Rewrite all of the records below, substituting "Required" for every occurrence of "Expected" and leaving everything else unchanged.

※ ※ ※

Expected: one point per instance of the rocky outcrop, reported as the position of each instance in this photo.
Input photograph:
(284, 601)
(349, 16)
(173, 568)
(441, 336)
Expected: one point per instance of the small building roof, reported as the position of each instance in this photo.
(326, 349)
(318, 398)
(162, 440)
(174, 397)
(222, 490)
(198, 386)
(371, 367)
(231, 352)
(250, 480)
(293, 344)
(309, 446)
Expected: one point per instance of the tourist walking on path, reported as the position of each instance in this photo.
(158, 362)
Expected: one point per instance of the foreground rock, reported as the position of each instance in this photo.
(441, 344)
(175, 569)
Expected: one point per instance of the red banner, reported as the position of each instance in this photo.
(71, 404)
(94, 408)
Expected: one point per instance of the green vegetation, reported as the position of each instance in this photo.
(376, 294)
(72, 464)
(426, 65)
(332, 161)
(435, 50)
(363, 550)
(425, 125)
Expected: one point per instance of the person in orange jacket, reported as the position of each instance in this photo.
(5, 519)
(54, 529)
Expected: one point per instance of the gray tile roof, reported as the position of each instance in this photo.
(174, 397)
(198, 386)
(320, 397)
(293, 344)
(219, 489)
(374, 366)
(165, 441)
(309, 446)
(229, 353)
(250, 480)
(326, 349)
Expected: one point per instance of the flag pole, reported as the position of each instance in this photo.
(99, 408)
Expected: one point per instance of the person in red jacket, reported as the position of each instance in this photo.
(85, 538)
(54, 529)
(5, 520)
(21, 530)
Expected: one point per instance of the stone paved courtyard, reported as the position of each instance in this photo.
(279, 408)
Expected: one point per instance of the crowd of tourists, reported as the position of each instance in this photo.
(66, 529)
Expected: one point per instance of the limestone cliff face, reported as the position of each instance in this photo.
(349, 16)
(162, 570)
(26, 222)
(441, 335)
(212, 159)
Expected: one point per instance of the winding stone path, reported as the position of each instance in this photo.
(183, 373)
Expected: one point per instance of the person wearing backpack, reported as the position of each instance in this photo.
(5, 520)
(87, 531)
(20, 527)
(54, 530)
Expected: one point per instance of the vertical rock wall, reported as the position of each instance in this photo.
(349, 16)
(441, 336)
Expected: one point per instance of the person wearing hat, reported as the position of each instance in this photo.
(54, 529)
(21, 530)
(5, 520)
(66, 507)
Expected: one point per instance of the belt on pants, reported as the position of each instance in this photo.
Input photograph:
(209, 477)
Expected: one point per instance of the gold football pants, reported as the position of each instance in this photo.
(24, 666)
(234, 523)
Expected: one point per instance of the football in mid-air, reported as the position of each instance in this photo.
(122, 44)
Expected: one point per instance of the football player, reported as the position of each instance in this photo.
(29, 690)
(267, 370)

※ ※ ※

> Full solution:
Required: one point per instance of the rocky outcrop, reported as the position of each instance in this photo.
Input photograph:
(284, 601)
(349, 16)
(173, 568)
(441, 336)
Required: one point per instance of the small building roof, reported as the position of each instance in this photo.
(326, 349)
(318, 398)
(162, 440)
(174, 397)
(222, 490)
(198, 386)
(371, 367)
(231, 352)
(250, 480)
(293, 344)
(309, 446)
Required: one point per instance of the tourist walking on path, reported as the position of each instance in this photo.
(158, 362)
Required: one point per instance of the foreground rock, reported as the position of each instance in this photo.
(441, 344)
(175, 569)
Required: one point per instance of the red banner, reported as the position of each instance in this photo.
(71, 404)
(94, 408)
Required: one point per instance of the green vegetation, reported as the position of each instance in this photo.
(376, 294)
(72, 464)
(426, 65)
(332, 161)
(435, 50)
(363, 550)
(425, 125)
Required: one point per instance of the person in orange jacket, reported as the position of each instance in this photo.
(5, 519)
(54, 529)
Required: one point per instance of the gray tile roof, reported as the position of each instance in this photo.
(174, 397)
(198, 386)
(320, 397)
(293, 344)
(219, 489)
(374, 366)
(165, 441)
(309, 446)
(229, 353)
(250, 480)
(326, 349)
Required: one point per instance of the flag pole, reported as the position of each instance in this photo.
(99, 408)
Required: one point per instance of the person in red jacket, reported as the position of each instance in this photo.
(85, 538)
(54, 529)
(5, 520)
(21, 530)
Required: one point per instance of the stone paved courtyard, reported as the position of each instance in this photo.
(279, 408)
Required: one point per instance of the crowd of tourists, reported as the position of each instance in this photo.
(66, 529)
Required: one point per instance of the limestone cliff face, reported as the position of each instance in this photo.
(349, 16)
(162, 570)
(26, 222)
(441, 335)
(212, 159)
Required: one point per instance of the winding stone path, reported as the position of each instance in this photo.
(183, 373)
Required: one point per instance of the person wearing backpack, reported as the position of each instance in this photo.
(5, 520)
(87, 531)
(20, 527)
(54, 530)
Required: one point per instance of the vertical rock wall, reported as the position of each instance in this photo.
(349, 16)
(441, 336)
Required: one point per instance of the person wearing hat, reported as the position of each instance in this photo.
(54, 529)
(21, 530)
(5, 520)
(66, 507)
Required: one point per instance of the belt on pants, reported as the position of each instance in this photo.
Input photograph:
(209, 477)
Required: one point per instance of the gold football pants, reported as the position of each instance in this photo.
(24, 666)
(234, 523)
Required: one point per instance of the football in mid-air, reported as the position of each instance in this photo.
(122, 44)
Required: one point per instance of the football player, reported as the position of each instance in this photo.
(29, 690)
(267, 370)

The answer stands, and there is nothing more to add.